So to answer the question – how long should you workout to build muscle? The answer is simple – as long as it takes for you to complete the number of sets, without compromising performance.

Intra-Workout Declining Performance

Many of us have experienced that feeling of hitting a wall during long workouts. 

Despite our best efforts to continue, we find our performance gradually decreasing until even the smallest task feels like an insurmountable struggle. 

Though it can be disheartening to experience such a drop in performance, understanding what’s happening makes it easier to make compensations and optimize your training split.

Now, as we just said, the first step to optimizing performance is through dialing in rest times between sets.

The second step, which is perhaps even more important? 

Optimizing training frequency.

Think of it this way – if you have 15 total challenging, working sets for your chest for the week, and do them in one single workout, odds are your performance will start to suffer somewhere around the 5-7th set, due to fatigue.

You may start with an X amount of weight for an X amount of repetitions, but eventually, you’d have to decrease the weight, reps, or both.

However, if you split this total training volume of 15 working sets into 2-3 workouts, that means doing 5-7 hard sets per workout.

With this approach, you’d still do 15 total sets, but odds are that you’ll have a higher total output, because you come in fresh as a cucumber on each time you have to do that work.

In other words, distributing a higher number of sets throughout more, separate workouts, allows you to lift heavier weights for more repetitions, thus creating a bigger volume of greater quality, providing a better stimulus for growth.

It’s kind of like the concept of rest times between sets, but on a greater scale – rest times between workouts.

Pretty cool, huh? 

Recovery Windows

Taking a break in between direct training sessions of a muscle group just makes sense – it’s like giving you and your muscles a chance to “catch their breath”. 

After all, getting fit is no sprint. It’s a marathon! 

You’ve trained hard; you’ve pushed your body to the limit. Why not step back, take some time off, and let your muscles relax and adapt in order to come back stronger? 

Hard work pays off! 

Make sure to give yourself sufficient rest times – 48-96 hours – before going at it again. 

For instance, if you do 5 sets for your chest on Monday, do 5 more on Wednesday, or Thursday.

On a larger scale, say over a year, that extra volume will stack up and trust us when we tell you – you will reap massive gains.

Tips For Building A Split

Creating the perfect training split can be intimidating for any fitness enthusiast. 

Fortunately, there are a couple of reliable rules to follow when building it. 

And yes… These rules are based on what we just said, so let us lay it out for you!
================================
Your tasks:
A: According to the article on training splits, how much rest should be taken before training a muscle group directly again?
B: Resume the article on training splits after its final sentence.

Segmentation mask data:
================================
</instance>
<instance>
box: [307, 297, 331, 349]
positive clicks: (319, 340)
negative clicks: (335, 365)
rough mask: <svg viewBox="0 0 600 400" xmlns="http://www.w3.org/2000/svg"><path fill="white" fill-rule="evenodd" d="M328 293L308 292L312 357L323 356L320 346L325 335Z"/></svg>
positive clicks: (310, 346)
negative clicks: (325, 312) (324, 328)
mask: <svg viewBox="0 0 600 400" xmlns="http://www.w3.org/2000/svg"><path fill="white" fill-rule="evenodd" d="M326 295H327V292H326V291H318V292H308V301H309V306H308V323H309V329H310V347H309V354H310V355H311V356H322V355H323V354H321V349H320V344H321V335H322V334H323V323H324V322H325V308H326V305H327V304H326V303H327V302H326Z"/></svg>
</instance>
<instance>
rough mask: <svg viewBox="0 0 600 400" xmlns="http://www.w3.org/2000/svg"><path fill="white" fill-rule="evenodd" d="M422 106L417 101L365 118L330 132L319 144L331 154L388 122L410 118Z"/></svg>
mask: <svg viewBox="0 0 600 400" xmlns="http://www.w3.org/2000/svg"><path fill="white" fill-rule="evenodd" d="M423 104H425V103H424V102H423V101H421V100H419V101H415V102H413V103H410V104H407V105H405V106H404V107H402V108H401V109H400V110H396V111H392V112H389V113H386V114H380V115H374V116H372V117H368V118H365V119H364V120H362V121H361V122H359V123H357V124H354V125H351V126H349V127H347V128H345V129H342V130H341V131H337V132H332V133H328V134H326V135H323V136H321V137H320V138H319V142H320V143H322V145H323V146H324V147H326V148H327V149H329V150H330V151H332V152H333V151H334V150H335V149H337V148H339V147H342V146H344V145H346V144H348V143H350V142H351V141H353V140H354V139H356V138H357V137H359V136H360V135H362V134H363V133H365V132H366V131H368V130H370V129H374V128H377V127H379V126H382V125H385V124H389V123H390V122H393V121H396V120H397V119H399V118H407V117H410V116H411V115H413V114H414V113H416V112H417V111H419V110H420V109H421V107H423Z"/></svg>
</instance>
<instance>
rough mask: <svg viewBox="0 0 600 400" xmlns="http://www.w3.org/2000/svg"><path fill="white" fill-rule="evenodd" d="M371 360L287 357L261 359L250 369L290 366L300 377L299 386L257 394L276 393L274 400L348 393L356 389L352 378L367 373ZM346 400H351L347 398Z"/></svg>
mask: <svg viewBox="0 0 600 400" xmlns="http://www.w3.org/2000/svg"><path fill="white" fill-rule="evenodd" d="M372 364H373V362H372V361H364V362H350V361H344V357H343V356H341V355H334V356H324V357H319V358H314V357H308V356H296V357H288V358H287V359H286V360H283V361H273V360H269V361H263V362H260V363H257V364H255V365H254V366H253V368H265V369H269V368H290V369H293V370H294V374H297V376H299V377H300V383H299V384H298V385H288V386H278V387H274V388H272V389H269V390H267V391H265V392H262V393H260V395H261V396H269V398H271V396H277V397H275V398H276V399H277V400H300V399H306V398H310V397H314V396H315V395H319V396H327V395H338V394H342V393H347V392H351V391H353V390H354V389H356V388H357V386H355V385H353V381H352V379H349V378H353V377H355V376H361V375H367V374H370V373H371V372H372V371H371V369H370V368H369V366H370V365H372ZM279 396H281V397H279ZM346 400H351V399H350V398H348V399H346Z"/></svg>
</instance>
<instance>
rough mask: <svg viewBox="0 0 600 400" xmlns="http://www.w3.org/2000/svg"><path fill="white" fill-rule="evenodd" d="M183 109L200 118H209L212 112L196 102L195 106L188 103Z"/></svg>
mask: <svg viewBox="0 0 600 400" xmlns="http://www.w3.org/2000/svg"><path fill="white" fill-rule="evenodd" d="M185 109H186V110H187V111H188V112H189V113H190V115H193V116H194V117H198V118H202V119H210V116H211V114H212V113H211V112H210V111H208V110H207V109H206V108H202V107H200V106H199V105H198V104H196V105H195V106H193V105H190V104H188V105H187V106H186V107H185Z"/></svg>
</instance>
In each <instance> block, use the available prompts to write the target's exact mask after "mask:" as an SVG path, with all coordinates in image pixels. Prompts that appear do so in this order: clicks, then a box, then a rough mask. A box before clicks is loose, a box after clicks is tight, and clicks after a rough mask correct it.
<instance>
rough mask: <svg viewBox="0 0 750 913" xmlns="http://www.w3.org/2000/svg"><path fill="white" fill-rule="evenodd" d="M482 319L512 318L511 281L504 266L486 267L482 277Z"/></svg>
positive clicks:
================================
Answers for each item:
A: 48-96 hours.

B:
Determine Volume

Sports science suggests that optimal training volume per muscle group, per week, varies between 5 and 20 sets.

This range depends on your training experience – Beginners can do well with 5-10 working sets per muscle group, per week, while more advanced trainees should increase the volume, in order to induce a greater stimulus.

And so, the first step of building a training split, is to determine the total number of sets, per muscle group per week.

This should be at 10-15-20 sets, depending on your exercise experience – again, beginners should start with less and gradually increase the volume over time.

Determine Recovery Windows

The second step is to allow each muscle group to recover a minimum of 48 hours and no more than 96 hours, before training it again.

For most people, this would mean training each muscle group twice a week, or every 3-4 days.

This allows the body to recover from the previous training session and come back ready and hungry for bigger loads and more volume!

Determine Set Rest Times 

Last but not least, to squeeze the best out of every set in your training split, make sure to optimize your rest times.

As we said, shorter rest times mean quicker fatigue, so ultimately, you’d want to set your rest times at 2-3 minutes for most compound (multi-joint) movements.

This will allow you to sustain performance and delay fatigue.

No-Days Off Split!

For all you gym junkies reading this, we have something special – a personal favorite, advanced training split that has zero to no rest days!

“No days off? Isn’t that bad for your body?”

Well… It can be. But in our opinion, it’s all about how you set the variables in your training split – if the total amount of work done is not too much, no days off can be quite effective.

Now let’s look at the split.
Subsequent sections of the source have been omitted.